[begin Given text]

Interesting - I get 5-bar signal from T-Mobile at home (+200Yds from mast) and a blistering 0.04Mb/s down & 0.03Mb/s upstream with 684ms ping times - this with several different devices. I assume they have ISDN back-haul from the tower - don't see 'upgrading' to anything other than a different carrier.
Totally agree.
EE has made the classic mistake of trying to sell a feature rather than a benefit. There is no killer application for LTE. The key benefit of LTE is more bandwidth and EE isn't even trying to sell that. I generally get about 4 Mbps down 2 Mbps up on 3G and I'm happy with that, and I'm a pretty demanding punter. What matters to most consumers is being able to download decent amounts of data at reasonable cost with good coverage on a cheap phone with good battery life. EE, daft rebranding without owning the .com domain, doesn't hit these requirements. I can't see this 4G-only network idea enabling them to grab market share or increase customer satisfaction and margins, any more than a wholly 3G-only network approach helped Hutchison. And Hutchison thought they had a killer app with video calls. EE doesn't even have that.
I fear EE has gone down a cul-de-sac with this. It only takes one of its competitors to realize that differentiation between 3G and LTE tariffs is not only futile but also counter-productive (i.e. very limited coverage, pisses off existing customers, few phones, damages existing brands and relationships, gives an excuse to reconsider loyalty as 4G more important than existing brand) and where does EE go? Imagine if 3, or one of the other competitors announces "All our customers have 4G. Does your network love you enough?" It doesn't cost them much, as most customers don't have LTE phones and LTE technology can be delivered to alleviate current network overload. Meanwhile, T-Mobile and Orange, overloaded and unloved, lacking LTE contracts, become perceived as budget network and go into a death spiral. But remember, this is where most of EE's customers live. This approach might have been worth the risk for a small player like 3 (though I still don't believe it), but it doesn't make any sense for the biggest player in the market.
This just shows that Olaf Swantee isn't very smart.
Wonder why they can't get voice over 4G yet. Because here in the states, where I am on AT&T with my iPad 4G/LTE, seems I can use VoIP apps over LTE just fine. Doesn't sound like I am falling back to 3G/"4G" when I place a call, because there is no lag at all. Whereas even HSPA+ still has dismal upload speeds even when my connection is at 5 bars, such that conversations always get choppy when I am out of LTE range. Huh.
You can use VoIP apps fine, as in the US. However VoLTE relates to how the phone handles calls with the inbuilt phone dialler, e.g. the type of calls which show up on your phone bill and which can be billed for (depending on your tariff).

[end Given text]
[begin Excerpted data]

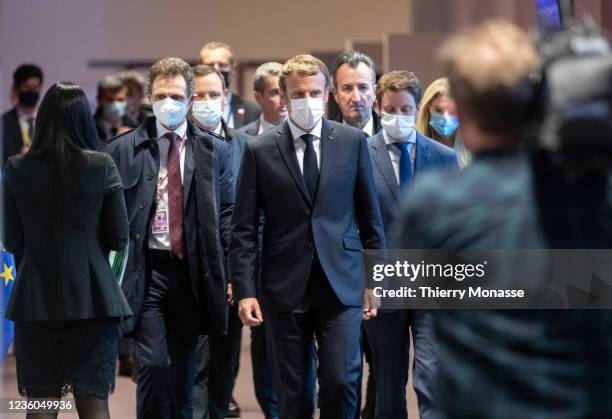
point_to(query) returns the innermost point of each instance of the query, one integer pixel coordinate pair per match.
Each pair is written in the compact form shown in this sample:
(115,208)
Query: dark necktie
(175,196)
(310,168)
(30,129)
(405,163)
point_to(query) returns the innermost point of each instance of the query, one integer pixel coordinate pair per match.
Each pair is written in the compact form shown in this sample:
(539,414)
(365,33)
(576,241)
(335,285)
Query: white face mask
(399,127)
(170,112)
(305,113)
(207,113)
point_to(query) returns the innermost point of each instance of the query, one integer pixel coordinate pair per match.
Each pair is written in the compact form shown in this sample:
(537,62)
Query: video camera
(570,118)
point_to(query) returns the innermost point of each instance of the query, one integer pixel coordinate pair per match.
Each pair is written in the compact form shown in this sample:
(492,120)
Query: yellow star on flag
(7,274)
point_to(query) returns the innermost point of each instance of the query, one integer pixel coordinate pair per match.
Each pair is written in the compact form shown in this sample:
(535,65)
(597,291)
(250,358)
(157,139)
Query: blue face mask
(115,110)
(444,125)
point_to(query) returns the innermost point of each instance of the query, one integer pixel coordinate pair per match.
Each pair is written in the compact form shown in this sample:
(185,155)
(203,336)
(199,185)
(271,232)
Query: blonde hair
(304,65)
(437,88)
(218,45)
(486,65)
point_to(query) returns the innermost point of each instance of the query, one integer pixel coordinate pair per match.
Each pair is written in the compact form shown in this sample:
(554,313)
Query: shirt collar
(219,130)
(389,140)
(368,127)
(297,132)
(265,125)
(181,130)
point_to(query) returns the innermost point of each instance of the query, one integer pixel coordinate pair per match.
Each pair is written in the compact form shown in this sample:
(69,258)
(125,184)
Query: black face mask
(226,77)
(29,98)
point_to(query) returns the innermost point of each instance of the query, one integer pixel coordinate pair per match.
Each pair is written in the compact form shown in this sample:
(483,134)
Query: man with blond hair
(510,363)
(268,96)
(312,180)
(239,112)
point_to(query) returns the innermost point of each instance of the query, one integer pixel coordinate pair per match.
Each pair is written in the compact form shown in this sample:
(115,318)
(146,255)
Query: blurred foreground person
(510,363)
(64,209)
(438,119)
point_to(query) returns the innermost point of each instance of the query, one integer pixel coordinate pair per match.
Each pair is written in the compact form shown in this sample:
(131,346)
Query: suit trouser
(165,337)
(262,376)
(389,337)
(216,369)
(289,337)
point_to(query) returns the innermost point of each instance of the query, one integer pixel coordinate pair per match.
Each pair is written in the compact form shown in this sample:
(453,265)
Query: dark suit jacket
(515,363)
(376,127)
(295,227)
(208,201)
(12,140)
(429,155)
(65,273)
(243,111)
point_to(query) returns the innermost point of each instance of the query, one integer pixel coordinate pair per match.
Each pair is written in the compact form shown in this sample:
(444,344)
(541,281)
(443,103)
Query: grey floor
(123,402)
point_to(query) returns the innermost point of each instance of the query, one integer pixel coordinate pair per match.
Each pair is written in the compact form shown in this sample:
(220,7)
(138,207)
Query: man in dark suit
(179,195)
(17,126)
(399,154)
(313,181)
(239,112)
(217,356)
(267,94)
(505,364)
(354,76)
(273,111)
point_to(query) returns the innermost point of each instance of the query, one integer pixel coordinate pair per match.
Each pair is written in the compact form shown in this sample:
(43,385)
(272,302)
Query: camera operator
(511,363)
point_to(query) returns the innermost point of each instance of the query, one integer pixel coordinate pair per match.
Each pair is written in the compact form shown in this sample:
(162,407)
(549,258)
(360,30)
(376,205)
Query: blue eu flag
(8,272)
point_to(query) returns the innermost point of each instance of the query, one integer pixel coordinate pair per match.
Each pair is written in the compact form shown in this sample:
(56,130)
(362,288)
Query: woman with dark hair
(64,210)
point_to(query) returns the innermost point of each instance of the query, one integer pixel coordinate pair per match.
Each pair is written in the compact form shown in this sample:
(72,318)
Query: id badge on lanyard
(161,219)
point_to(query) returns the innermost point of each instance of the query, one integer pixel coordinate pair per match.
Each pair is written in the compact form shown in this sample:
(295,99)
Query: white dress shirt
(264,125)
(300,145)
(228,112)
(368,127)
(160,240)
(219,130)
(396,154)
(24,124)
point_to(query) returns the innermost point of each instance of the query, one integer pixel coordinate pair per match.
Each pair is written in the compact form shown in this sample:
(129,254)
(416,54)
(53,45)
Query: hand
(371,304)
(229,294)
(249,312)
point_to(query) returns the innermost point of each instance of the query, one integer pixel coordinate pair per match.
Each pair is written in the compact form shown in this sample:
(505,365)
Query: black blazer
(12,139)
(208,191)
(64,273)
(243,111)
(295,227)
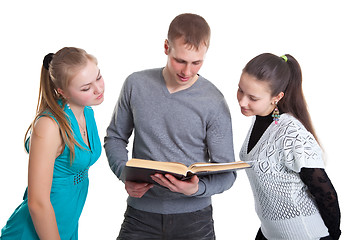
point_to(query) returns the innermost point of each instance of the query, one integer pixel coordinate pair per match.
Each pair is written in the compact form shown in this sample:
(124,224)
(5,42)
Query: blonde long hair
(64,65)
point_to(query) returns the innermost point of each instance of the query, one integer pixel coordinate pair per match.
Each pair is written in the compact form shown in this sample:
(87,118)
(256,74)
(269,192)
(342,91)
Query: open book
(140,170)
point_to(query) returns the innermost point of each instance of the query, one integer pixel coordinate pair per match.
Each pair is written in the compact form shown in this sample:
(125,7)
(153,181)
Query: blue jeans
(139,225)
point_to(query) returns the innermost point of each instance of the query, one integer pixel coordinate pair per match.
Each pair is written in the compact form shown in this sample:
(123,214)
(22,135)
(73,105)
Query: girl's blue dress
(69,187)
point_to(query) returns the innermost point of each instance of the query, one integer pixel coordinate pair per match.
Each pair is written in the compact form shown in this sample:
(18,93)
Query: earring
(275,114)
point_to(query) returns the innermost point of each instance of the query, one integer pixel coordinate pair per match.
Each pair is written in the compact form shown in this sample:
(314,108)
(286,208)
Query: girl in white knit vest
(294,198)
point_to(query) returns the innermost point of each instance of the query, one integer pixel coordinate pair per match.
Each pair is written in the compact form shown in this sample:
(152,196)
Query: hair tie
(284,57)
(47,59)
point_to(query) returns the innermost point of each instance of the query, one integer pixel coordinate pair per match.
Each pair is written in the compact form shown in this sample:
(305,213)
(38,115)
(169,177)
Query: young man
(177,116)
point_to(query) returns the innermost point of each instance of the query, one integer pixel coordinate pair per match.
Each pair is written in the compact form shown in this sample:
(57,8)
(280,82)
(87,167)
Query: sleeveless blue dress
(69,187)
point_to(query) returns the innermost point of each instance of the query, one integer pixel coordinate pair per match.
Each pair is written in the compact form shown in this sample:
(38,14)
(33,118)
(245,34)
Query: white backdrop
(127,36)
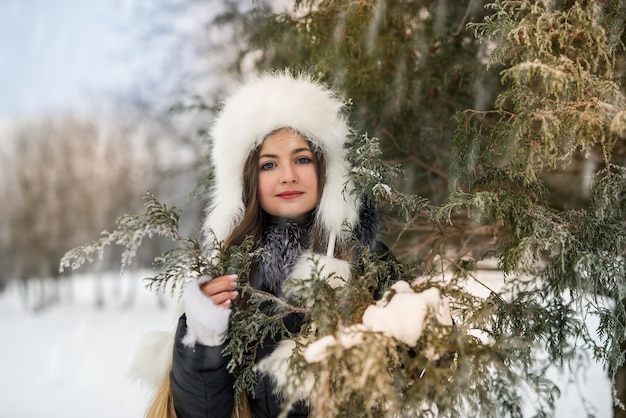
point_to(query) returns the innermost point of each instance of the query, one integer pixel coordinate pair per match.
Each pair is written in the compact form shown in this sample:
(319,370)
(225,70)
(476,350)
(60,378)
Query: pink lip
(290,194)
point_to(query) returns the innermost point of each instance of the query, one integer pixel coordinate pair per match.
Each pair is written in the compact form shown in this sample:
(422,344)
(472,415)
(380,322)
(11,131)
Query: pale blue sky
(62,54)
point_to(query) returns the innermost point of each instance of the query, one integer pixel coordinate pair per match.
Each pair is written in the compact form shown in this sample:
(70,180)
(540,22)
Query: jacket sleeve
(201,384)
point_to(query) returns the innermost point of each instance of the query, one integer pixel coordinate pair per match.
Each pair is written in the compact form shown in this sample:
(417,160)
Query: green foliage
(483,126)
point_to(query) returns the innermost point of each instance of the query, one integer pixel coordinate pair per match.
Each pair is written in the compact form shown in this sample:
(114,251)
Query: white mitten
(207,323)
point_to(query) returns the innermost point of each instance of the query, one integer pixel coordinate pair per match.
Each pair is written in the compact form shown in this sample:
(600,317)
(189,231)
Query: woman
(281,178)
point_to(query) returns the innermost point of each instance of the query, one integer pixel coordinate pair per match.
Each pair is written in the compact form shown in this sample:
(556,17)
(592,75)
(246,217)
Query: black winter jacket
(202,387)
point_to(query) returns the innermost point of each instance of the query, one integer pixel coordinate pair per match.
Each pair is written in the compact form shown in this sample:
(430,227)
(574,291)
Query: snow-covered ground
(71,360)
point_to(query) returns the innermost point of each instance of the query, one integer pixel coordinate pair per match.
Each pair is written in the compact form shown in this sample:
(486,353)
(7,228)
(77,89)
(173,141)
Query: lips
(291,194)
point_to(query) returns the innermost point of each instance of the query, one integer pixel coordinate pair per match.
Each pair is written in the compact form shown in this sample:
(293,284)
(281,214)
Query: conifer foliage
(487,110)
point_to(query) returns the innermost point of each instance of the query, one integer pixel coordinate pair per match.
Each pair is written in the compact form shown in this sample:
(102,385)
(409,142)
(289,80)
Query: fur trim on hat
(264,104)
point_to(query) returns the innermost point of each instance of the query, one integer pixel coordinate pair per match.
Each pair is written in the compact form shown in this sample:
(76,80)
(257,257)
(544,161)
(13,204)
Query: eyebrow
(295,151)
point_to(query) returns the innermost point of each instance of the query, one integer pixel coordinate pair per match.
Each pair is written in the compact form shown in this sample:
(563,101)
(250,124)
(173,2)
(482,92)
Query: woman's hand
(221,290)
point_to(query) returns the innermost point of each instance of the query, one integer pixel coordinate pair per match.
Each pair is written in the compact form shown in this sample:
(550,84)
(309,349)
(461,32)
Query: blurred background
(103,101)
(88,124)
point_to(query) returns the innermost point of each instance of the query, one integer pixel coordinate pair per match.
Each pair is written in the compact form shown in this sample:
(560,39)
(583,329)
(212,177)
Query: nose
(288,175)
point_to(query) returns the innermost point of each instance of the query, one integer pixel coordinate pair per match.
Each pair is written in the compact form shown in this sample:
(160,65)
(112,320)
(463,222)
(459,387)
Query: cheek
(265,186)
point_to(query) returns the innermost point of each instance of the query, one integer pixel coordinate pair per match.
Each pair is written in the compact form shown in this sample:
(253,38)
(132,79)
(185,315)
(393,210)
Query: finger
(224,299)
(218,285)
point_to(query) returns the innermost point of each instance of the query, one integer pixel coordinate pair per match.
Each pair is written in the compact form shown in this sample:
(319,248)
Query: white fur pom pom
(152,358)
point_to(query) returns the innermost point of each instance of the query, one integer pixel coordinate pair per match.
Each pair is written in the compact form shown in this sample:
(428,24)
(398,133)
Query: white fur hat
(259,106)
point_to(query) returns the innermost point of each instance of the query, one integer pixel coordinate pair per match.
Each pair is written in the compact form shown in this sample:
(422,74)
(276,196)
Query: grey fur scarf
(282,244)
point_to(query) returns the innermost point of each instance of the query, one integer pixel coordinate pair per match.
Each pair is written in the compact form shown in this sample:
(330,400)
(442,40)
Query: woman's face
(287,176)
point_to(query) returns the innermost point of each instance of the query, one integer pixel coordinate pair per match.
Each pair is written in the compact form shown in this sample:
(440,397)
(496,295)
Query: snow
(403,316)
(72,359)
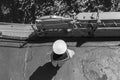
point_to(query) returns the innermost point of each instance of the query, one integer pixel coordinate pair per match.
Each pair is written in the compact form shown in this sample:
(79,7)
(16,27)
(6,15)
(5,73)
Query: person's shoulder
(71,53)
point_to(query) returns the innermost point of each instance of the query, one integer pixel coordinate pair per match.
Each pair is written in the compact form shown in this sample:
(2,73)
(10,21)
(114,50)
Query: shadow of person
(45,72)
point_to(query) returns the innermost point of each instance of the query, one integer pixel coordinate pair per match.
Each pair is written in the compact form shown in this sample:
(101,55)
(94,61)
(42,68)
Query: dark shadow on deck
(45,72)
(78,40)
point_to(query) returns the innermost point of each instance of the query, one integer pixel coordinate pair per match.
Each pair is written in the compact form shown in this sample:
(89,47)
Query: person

[end Excerpted data]
[begin Excerpted data]

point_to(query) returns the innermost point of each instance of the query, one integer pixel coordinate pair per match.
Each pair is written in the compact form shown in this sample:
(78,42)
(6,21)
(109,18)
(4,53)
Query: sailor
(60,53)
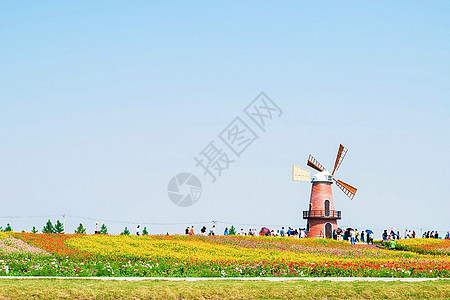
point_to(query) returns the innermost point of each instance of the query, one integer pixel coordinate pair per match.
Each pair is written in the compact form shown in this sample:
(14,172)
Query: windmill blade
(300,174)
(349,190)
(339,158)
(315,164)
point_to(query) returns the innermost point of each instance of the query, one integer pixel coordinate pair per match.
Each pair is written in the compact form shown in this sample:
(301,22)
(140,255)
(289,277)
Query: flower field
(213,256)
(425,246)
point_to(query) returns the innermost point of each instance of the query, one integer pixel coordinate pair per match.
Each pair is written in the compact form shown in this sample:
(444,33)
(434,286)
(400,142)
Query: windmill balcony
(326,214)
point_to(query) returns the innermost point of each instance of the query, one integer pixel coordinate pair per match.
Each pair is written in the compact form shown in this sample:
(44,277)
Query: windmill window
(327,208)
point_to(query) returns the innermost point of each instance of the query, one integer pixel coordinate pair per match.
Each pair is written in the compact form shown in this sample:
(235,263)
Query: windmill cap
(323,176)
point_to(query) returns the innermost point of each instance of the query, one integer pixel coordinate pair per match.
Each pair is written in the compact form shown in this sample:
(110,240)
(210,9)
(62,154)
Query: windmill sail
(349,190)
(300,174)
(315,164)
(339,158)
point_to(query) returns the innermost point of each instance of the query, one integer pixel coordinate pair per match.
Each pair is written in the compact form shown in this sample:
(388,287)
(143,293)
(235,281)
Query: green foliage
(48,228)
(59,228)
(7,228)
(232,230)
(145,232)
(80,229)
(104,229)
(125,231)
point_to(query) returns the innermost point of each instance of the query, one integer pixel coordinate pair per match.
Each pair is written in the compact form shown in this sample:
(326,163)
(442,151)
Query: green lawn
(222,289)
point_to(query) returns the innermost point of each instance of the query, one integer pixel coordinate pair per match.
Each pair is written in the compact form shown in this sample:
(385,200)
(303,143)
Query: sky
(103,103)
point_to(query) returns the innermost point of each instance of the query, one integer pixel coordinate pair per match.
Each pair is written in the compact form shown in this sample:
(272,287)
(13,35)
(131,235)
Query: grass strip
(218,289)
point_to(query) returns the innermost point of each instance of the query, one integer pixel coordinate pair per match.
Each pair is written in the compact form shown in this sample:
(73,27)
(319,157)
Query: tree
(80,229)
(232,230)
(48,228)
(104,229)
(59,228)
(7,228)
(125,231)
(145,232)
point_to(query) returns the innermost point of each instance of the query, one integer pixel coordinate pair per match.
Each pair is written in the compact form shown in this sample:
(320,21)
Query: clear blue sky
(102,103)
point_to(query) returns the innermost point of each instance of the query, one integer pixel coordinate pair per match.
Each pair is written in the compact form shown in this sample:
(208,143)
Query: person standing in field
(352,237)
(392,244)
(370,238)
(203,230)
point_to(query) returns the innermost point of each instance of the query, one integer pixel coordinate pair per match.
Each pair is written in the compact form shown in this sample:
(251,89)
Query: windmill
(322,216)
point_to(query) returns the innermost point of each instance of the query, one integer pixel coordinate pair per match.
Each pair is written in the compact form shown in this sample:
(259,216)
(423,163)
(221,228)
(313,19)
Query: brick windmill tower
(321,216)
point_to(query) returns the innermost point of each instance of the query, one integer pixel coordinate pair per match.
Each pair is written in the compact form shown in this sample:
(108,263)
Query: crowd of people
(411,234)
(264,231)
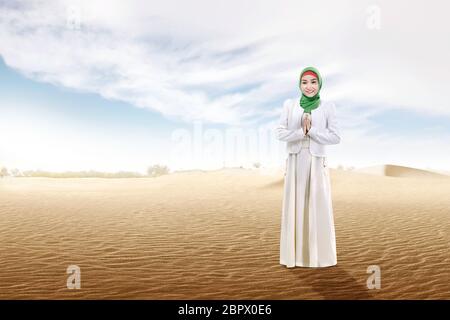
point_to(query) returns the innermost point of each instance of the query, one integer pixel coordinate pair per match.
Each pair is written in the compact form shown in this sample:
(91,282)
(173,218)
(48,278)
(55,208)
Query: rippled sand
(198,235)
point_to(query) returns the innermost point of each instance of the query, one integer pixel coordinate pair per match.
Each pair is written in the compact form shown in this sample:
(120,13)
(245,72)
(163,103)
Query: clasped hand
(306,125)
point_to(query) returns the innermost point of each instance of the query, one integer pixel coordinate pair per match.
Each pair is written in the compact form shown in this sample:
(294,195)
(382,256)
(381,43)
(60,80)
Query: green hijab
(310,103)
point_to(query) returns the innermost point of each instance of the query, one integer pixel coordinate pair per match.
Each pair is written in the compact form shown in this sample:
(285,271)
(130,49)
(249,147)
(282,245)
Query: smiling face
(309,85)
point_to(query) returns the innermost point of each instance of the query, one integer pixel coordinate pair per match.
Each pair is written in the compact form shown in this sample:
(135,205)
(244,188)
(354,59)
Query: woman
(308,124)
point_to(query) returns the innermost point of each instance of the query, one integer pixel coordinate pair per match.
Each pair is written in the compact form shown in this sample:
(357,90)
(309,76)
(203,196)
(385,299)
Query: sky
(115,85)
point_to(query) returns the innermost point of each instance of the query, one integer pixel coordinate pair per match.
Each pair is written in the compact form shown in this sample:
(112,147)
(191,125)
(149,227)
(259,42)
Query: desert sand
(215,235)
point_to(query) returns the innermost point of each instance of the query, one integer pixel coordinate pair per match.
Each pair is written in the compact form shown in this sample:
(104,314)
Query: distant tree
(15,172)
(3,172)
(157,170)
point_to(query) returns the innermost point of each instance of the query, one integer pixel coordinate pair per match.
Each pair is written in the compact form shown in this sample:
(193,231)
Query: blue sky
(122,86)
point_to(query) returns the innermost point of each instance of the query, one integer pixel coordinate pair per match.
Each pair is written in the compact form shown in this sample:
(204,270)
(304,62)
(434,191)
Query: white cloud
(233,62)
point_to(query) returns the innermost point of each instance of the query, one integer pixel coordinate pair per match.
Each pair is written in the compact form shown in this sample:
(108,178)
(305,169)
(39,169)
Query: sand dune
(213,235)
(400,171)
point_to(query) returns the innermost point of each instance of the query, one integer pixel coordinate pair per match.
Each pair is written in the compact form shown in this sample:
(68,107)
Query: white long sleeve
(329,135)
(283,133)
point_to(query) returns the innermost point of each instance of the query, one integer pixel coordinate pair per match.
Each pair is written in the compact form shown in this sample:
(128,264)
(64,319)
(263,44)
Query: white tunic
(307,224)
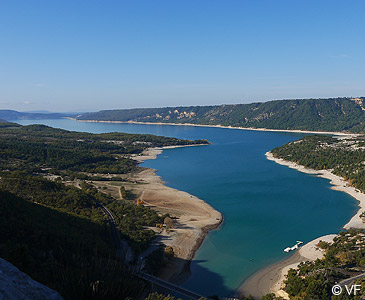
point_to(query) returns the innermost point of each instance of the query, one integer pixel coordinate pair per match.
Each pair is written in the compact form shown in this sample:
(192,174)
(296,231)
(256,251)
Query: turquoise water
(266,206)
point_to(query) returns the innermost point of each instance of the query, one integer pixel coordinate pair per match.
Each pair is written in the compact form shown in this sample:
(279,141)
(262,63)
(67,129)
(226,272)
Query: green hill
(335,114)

[end Excerpted data]
[begin Excerpted data]

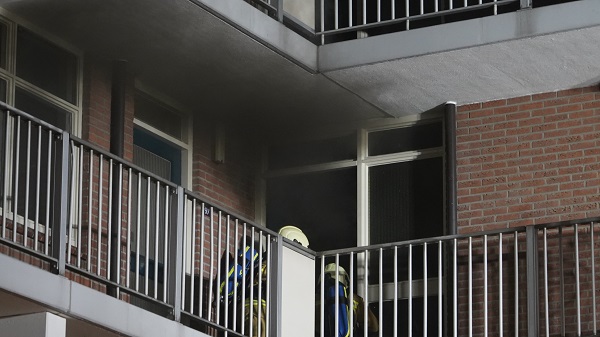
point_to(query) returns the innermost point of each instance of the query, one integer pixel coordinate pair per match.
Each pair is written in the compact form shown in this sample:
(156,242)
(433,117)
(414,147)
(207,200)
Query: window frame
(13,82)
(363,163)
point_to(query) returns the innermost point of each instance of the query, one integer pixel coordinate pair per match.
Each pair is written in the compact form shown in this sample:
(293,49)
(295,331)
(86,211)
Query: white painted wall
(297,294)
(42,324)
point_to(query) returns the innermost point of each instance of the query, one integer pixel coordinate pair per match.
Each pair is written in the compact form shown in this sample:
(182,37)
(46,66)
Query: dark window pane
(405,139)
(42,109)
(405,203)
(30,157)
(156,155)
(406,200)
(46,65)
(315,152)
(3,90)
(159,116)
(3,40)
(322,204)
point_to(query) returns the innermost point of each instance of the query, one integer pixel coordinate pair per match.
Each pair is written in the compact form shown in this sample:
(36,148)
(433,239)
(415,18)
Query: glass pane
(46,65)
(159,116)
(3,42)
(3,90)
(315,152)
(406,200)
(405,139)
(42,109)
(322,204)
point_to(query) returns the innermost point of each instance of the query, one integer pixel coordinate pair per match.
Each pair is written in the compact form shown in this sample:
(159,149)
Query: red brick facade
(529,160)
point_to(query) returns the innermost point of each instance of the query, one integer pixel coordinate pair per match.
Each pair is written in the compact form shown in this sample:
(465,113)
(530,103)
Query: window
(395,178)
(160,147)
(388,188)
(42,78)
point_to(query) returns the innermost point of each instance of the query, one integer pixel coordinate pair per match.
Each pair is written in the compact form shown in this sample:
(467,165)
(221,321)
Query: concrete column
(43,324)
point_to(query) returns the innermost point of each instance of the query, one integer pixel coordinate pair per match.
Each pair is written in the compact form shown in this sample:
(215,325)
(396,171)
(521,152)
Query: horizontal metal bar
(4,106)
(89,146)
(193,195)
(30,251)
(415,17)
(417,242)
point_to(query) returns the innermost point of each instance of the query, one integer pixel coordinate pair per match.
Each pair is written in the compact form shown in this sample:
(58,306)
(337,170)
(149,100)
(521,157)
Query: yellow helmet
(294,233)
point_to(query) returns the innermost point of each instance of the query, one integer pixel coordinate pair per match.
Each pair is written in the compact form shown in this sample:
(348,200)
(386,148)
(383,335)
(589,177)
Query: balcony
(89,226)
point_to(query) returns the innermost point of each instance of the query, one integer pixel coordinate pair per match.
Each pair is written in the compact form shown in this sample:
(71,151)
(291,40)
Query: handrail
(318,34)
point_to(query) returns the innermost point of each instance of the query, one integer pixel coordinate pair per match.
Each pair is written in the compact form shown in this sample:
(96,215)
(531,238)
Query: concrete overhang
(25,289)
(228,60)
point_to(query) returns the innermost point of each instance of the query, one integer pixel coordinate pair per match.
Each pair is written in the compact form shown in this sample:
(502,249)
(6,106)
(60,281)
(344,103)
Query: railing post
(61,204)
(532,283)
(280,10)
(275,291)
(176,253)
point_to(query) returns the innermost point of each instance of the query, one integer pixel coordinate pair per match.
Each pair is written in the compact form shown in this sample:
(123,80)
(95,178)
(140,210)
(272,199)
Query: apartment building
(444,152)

[end Excerpted data]

— Instructions —
A: Copy everything in the comments about EE's 4G network from "Wonder why they" down to "on your tariff).".
B: Proceed with the comments about EE's 4G network from the point where they stop.
The entries have no connection to the comments about EE's 4G network.

— Results for the exercise —
A:
Wonder why they can't get voice over 4G yet. Because here in the states, where I am on AT&T with my iPad 4G/LTE, seems I can use VoIP apps over LTE just fine. Doesn't sound like I am falling back to 3G/"4G" when I place a call, because there is no lag at all. Whereas even HSPA+ still has dismal upload speeds even when my connection is at 5 bars, such that conversations always get choppy when I am out of LTE range. Huh.
You can use VoIP apps fine, as in the US. However VoLTE relates to how the phone handles calls with the inbuilt phone dialler, e.g. the type of calls which show up on your phone bill and which can be billed for (depending on your tariff).

B:
A quick Google suggests AT&T doesn't have a VoLTE service and won't until some stage in 2013.
No one in the US (or anywhere else in the world AFAIK) supports VoLTE yet. Not sure what the holdup is, it was supposed to be deployed already but now AT&T says 2013 and Verizon says end of 2013.
The lack of VoLTE is why the iPhone 5 can't do simultaneous voice and data on Verizon's network. Apple didn't have room for the extra antenna and amplifier chips in such a thin phone (look at the teardowns, it is PACKED) but didn't think it would be an issue at all or for very long since VoLTE will allow simultaneous voice/data with just the one antenna. Now that it's delayed so much, iPhone 5 users on Verizon's LTE network will have to endure this limitation when they're away from Wifi.
VoIP Apps are Data based they have nothing to do with 4G LTE Directly apart from using the data layer same as if they was using 3G system (HSDPA to DC-HSPA+)
Upload speed is always limited on 3G compared even at higher speeds
VoLTE is an Mobile Operator supported system (or should say unsupported at the moment) so it will replace Switched based voice calling and change it to packet/IP based
I have just come back from a trip to the US where my colleagues there all have LTE based mifi dongles (Verizon jetpacks).
I just can't wait for a device like that here.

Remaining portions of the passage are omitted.